Tasks to carry out:
(1) Rewrite the paragraph of the article on Reid's shoes that begins "Each shoe contained" as a short bulleted list that keeps its main facts.
(2) Carry on the article on Reid's shoes with the next part, starting after its final sentence.

THE EXPLOSIVES: Who Built Reid's Shoes?
People who make a living taking bombs apart don't scare easily. But the FBI laboratory experts who dissected Richard Reid's black suede sneakers were horrified by what they found in the soles: bombs that were, as one agent says, "the first of their kind and extraordinarily well concealed."
Each shoe contained about 4 oz. of PETN (pentaerythritol tetranitrate), a powerful explosive produced by the ton for military and construction use. Some was mixed with a plasticizer to produce a substance that resembled putty. More was in short lengths of detonation cord, which looks like a clothes line and is used to cut heavy steel objects like girders. Packed around the PETN was a whitish powder that turned out to be homemade TATP, or triacetone triperoxide. If Reid had succeeded in lighting the fuses sticking out of his soles, the TATP would have blown instantly, setting off the less combustible but more destructive PETN main charge.

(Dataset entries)

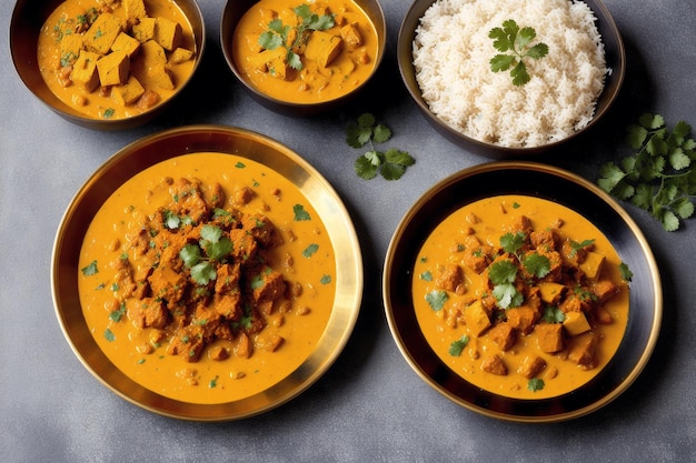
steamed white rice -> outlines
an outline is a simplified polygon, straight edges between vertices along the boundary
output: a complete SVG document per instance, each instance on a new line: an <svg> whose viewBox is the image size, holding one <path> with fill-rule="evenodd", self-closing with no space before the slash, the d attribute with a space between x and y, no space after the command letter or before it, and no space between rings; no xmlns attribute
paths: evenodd
<svg viewBox="0 0 696 463"><path fill-rule="evenodd" d="M489 31L513 19L548 54L525 59L531 80L493 72ZM414 40L416 80L430 110L454 129L501 147L538 147L586 127L607 68L595 16L570 0L437 0Z"/></svg>

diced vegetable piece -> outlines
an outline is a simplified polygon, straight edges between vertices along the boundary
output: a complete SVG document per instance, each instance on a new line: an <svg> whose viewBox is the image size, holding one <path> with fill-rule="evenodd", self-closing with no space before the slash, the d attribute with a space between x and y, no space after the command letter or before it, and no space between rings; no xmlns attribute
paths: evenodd
<svg viewBox="0 0 696 463"><path fill-rule="evenodd" d="M121 20L118 17L108 12L101 13L86 32L84 46L96 53L107 54L121 31Z"/></svg>
<svg viewBox="0 0 696 463"><path fill-rule="evenodd" d="M135 76L130 76L128 82L125 84L116 85L111 89L111 98L121 107L133 103L142 97L143 93L145 88Z"/></svg>
<svg viewBox="0 0 696 463"><path fill-rule="evenodd" d="M360 36L357 24L346 24L340 28L340 37L348 47L360 47L362 44L362 36Z"/></svg>
<svg viewBox="0 0 696 463"><path fill-rule="evenodd" d="M185 48L177 48L169 57L169 64L181 64L193 58L193 52Z"/></svg>
<svg viewBox="0 0 696 463"><path fill-rule="evenodd" d="M563 351L563 324L539 323L535 326L534 332L537 334L541 352L555 353Z"/></svg>
<svg viewBox="0 0 696 463"><path fill-rule="evenodd" d="M171 72L163 64L156 64L148 70L150 81L163 90L173 90L175 82Z"/></svg>
<svg viewBox="0 0 696 463"><path fill-rule="evenodd" d="M507 366L505 366L503 359L497 354L486 356L481 363L481 370L497 374L498 376L505 376L507 374Z"/></svg>
<svg viewBox="0 0 696 463"><path fill-rule="evenodd" d="M534 376L539 374L545 366L546 361L544 359L538 355L528 355L525 358L517 372L527 380L531 380Z"/></svg>
<svg viewBox="0 0 696 463"><path fill-rule="evenodd" d="M481 305L480 301L474 302L464 310L464 320L467 324L469 333L475 336L480 335L490 326L488 313L486 313L486 310Z"/></svg>
<svg viewBox="0 0 696 463"><path fill-rule="evenodd" d="M97 73L97 61L99 54L82 50L72 67L70 79L86 93L91 93L99 87L99 74Z"/></svg>
<svg viewBox="0 0 696 463"><path fill-rule="evenodd" d="M316 61L321 68L326 68L338 57L342 43L344 41L338 36L312 31L305 49L305 57Z"/></svg>
<svg viewBox="0 0 696 463"><path fill-rule="evenodd" d="M577 336L590 330L587 318L583 312L566 313L566 320L564 320L563 326L571 336Z"/></svg>
<svg viewBox="0 0 696 463"><path fill-rule="evenodd" d="M580 263L580 270L590 280L596 280L601 274L605 256L596 252L588 251L585 261Z"/></svg>
<svg viewBox="0 0 696 463"><path fill-rule="evenodd" d="M566 286L560 283L540 282L539 283L539 296L541 301L547 304L556 304L563 295L563 290Z"/></svg>
<svg viewBox="0 0 696 463"><path fill-rule="evenodd" d="M145 68L152 68L158 64L167 64L167 53L165 49L155 40L148 40L140 47Z"/></svg>
<svg viewBox="0 0 696 463"><path fill-rule="evenodd" d="M113 44L111 46L111 51L122 51L132 58L132 56L136 54L139 48L140 42L138 40L133 39L126 32L121 32L113 41Z"/></svg>
<svg viewBox="0 0 696 463"><path fill-rule="evenodd" d="M140 22L132 27L133 38L140 43L145 43L148 40L155 39L155 28L157 27L157 19L155 18L141 18Z"/></svg>
<svg viewBox="0 0 696 463"><path fill-rule="evenodd" d="M148 16L143 0L123 0L123 7L128 18L141 19Z"/></svg>
<svg viewBox="0 0 696 463"><path fill-rule="evenodd" d="M130 59L125 52L115 51L97 61L97 71L103 87L126 83L130 72Z"/></svg>

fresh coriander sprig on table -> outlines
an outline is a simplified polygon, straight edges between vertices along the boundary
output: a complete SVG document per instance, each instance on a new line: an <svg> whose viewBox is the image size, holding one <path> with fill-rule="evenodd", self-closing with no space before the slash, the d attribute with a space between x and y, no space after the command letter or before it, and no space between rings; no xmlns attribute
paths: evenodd
<svg viewBox="0 0 696 463"><path fill-rule="evenodd" d="M377 123L371 113L361 114L357 123L348 125L346 142L352 148L362 148L367 143L370 150L355 162L356 173L365 180L370 180L380 173L386 180L398 180L416 160L406 151L390 148L386 152L377 151L374 143L385 143L391 138L391 130Z"/></svg>
<svg viewBox="0 0 696 463"><path fill-rule="evenodd" d="M266 50L275 50L285 47L287 50L286 61L295 70L302 69L302 61L296 50L307 43L311 31L331 29L335 24L334 14L316 14L309 10L308 4L300 4L292 9L300 19L298 26L284 24L280 19L274 19L268 23L268 30L259 36L259 46Z"/></svg>
<svg viewBox="0 0 696 463"><path fill-rule="evenodd" d="M517 87L524 85L531 79L527 72L525 59L538 60L548 54L548 46L546 43L539 42L535 46L529 46L537 37L534 28L525 27L520 29L513 19L504 21L501 28L493 28L488 37L494 39L493 46L500 52L490 60L490 70L500 72L513 68L510 76L513 77L513 84ZM504 54L507 51L513 53Z"/></svg>
<svg viewBox="0 0 696 463"><path fill-rule="evenodd" d="M623 201L648 211L666 231L679 229L694 214L696 142L684 121L669 130L659 114L645 113L628 125L627 143L635 153L599 170L597 184Z"/></svg>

Numbered answers:
(1)
- Each shoe held about 4 oz. of PETN (pentaerythritol tetranitrate), a powerful explosive made by the ton for military and construction use.
- Some of the PETN was mixed with a plasticizer into a putty-like substance.
- More PETN was in short lengths of detonation cord, which looks like a clothes line and is used to cut heavy steel objects such as girders.
- Packed around the PETN was a whitish powder, homemade TATP (triacetone triperoxide).
- If Reid had lit the fuses sticking out of his soles, the TATP would have blown instantly and set off the less combustible but more destructive PETN main charge.

(2)
"TATP is one of the most sensitive explosives known," says a U.S. government bomb expert. "Drop something on it or rub something against it, and it can go. He was taking a big chance just stomping on it." There is no commercial market for TATP; it's too hard to handle. Terrorists increasingly favor it because recipes are all over the Internet, the ingredients can be found in any pharmacy, it's hard to detect, and mules like Reid are going to die anyway.
Alarmed at the lab reports, FBI director Bob Mueller sent an urgent alert to the FAA, air-security personnel and the law-enforcement community. He ordered agents based in Europe to find out how Reid had acquired the explosives.
The FBI and its European counterparts still don't know who helped Reid, but they are sure that anybody crazy enough to put on those shoes didn't build them himself.